## WHAT YOU SHOULD DO
Everything from the line containing "[locate] truck tail" through the end of the entries below must be set down exactly, and nothing else.

## EXTRACTED RECORDS
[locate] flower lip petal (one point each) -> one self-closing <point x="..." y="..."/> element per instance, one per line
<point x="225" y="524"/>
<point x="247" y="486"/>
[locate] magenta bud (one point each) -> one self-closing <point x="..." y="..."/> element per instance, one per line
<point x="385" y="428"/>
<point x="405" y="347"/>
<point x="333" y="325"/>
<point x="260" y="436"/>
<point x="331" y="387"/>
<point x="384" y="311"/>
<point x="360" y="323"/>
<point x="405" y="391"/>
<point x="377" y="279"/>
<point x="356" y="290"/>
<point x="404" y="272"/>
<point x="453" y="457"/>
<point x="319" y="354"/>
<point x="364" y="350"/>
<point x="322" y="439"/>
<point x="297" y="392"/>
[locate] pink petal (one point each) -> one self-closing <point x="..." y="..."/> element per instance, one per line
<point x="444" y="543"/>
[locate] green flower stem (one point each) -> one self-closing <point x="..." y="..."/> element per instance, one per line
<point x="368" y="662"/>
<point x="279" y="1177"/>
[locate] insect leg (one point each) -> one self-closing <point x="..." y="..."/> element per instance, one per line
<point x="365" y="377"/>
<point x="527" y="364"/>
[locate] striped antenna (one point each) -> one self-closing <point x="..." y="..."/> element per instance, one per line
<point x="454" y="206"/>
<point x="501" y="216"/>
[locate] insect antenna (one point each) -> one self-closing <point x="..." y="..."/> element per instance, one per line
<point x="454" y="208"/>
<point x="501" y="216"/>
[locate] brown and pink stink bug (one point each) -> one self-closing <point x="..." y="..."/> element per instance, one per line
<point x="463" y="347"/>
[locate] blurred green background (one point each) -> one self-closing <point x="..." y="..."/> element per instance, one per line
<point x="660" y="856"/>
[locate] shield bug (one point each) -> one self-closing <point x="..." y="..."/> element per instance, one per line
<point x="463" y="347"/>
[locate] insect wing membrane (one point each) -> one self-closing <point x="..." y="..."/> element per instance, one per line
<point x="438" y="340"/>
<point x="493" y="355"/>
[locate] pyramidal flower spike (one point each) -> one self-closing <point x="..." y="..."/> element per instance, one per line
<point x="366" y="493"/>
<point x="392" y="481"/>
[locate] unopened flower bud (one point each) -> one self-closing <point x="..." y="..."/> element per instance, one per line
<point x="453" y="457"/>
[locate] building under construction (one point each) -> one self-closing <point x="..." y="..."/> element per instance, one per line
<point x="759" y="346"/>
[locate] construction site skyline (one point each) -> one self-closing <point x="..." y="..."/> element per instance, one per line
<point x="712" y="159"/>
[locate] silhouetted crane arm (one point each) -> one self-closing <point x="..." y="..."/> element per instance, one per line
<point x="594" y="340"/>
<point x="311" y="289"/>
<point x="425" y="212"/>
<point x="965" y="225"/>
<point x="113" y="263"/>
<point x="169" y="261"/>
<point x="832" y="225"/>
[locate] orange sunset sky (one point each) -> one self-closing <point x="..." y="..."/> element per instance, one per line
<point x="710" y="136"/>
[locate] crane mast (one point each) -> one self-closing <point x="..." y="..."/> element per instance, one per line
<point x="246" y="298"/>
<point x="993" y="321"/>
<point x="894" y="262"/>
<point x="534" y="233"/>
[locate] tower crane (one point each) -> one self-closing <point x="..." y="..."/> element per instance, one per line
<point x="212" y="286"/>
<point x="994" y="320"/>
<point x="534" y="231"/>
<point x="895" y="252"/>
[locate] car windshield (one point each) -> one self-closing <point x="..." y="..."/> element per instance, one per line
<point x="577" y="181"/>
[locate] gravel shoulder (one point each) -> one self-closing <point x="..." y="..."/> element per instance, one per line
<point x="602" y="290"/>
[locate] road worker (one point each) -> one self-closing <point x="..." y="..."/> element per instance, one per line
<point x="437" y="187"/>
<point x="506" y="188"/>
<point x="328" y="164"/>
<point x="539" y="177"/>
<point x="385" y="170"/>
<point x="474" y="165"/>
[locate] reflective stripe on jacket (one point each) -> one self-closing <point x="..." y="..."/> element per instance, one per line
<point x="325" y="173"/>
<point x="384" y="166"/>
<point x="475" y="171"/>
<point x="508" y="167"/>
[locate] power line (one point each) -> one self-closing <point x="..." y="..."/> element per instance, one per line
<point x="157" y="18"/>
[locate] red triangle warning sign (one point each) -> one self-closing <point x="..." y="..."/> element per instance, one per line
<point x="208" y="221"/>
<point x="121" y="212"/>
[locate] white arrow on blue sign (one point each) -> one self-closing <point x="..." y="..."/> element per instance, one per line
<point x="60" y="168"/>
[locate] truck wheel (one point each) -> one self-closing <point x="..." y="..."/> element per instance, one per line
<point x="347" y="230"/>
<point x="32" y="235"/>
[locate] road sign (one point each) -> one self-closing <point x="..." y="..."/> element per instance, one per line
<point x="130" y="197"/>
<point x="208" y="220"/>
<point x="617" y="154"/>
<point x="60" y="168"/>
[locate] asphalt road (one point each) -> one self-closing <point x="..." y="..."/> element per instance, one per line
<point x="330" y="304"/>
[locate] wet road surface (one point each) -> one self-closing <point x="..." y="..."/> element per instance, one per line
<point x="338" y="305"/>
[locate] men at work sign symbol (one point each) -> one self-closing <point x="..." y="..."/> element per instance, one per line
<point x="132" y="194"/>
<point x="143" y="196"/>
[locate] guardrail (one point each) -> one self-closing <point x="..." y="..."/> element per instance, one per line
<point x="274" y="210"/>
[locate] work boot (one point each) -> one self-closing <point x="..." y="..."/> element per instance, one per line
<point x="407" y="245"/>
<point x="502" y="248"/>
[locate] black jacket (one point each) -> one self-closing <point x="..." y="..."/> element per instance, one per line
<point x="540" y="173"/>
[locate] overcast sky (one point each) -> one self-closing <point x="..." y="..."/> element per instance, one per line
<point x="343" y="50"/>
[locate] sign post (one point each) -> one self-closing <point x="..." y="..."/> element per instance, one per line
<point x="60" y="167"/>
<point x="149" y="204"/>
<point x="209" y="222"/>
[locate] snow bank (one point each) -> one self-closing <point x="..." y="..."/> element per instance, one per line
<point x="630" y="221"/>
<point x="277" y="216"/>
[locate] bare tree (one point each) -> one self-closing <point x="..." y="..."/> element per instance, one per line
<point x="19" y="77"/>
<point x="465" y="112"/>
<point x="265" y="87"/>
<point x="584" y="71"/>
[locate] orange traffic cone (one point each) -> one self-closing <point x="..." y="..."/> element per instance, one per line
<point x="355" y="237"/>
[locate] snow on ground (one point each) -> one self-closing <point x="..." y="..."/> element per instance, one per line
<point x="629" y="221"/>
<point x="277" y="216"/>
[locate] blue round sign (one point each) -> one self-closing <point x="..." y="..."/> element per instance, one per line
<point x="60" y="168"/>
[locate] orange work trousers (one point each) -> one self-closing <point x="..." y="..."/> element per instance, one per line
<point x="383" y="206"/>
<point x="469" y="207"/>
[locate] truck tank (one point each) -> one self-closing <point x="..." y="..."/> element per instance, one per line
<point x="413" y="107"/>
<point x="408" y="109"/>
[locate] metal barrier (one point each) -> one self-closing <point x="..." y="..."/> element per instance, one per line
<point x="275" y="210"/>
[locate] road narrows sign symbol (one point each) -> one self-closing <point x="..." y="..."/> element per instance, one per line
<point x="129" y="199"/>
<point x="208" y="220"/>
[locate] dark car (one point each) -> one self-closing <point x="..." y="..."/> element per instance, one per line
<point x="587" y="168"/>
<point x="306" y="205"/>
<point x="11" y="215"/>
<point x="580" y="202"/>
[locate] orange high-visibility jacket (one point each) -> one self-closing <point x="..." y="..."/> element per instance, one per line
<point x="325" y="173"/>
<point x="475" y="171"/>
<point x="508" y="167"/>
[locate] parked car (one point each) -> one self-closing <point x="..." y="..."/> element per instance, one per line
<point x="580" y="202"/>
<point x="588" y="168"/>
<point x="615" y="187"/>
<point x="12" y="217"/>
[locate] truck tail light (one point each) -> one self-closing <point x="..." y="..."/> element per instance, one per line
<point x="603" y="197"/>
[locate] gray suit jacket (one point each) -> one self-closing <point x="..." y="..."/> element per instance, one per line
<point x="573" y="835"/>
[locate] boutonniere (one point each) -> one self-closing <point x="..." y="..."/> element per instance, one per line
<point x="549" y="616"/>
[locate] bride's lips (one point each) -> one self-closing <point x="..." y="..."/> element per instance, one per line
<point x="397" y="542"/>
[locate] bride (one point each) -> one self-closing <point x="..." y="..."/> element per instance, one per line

## REPLY TO THE EXERCISE
[locate] truck tail light (one point each) -> one self-closing <point x="..." y="..."/> element per instance, one per line
<point x="603" y="197"/>
[locate] gray suit jacket (one point each) -> one self-closing <point x="..." y="..."/> element per instance, one per line
<point x="573" y="835"/>
[locate] boutonniere (one point each) -> one self-closing <point x="..." y="..."/> element per instance, one per line
<point x="549" y="616"/>
[locate] bride's lips (one point each) -> one self-closing <point x="..." y="..."/> element per instance, one per line
<point x="397" y="542"/>
[locate] bride (one point each) -> one self-closing <point x="..." y="..."/> element per instance, one per line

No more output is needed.